Two fishermen recently caught a 45-pound (20-kilogram) bighead carp while bowfishing on the Missouri side of Bull Shoals Lake, the Springfield News-Leader reported .

Nathan Recktenwald is a fisheries biologist with the Missouri Department of Conservation. He identified the bighead carp as a fish that the department doesn’t want to find in its reservoirs.

The invasive fish competes with other larval fish that eat zooplankton, which can disrupt the food chain. A native of Asia, bighead carp have been found in the U.S. weighing more than 100 pounds (45 kilograms).

The bighead found recently seems to be the only one confirmed to have been taken at Bull Shoals, Recktenwald said. He’s examining the fish’s bones to determine its age, but its organs were too deteriorated to identify whether it was male or female.

The invasive fish isn’t known to live in the upper White River, which feeds into Bull Shoals Lake. Recktenwald said it’s a mystery how the fish got into the lake.

The carp’s weight indicates that it has been in the lake for several years, he said.

“Evidence suggests this is likely an isolated incident in Bull Shoals Lake, and no evidence of a spawning population exists at this time,” Recktenwald said.

But department fisheries biologists hope to keep it that way.

“We want to get the word out that we don’t want this fish in our reservoirs,” Recktenwald said.

_Exercise directions_:
From the report above on the Bull Shoals Lake carp, copy word for word the part that opens with "The bighead found" and closes with "years, he said.".

_Supplied data_:
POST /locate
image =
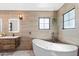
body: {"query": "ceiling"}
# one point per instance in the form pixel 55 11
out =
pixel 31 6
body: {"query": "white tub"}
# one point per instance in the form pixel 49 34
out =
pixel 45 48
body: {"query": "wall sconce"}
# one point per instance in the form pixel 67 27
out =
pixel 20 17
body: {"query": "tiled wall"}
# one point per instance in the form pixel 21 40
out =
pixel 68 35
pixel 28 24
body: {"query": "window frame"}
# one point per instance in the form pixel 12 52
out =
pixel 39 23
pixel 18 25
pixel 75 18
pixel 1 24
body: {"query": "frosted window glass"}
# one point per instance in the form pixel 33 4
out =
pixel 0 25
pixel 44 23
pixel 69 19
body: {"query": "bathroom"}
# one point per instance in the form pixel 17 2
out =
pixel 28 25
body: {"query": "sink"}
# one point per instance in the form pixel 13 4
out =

_Written reply_:
The bighead found recently seems to be the only one confirmed to have been taken at Bull Shoals, Recktenwald said. He’s examining the fish’s bones to determine its age, but its organs were too deteriorated to identify whether it was male or female.

The invasive fish isn’t known to live in the upper White River, which feeds into Bull Shoals Lake. Recktenwald said it’s a mystery how the fish got into the lake.

The carp’s weight indicates that it has been in the lake for several years, he said.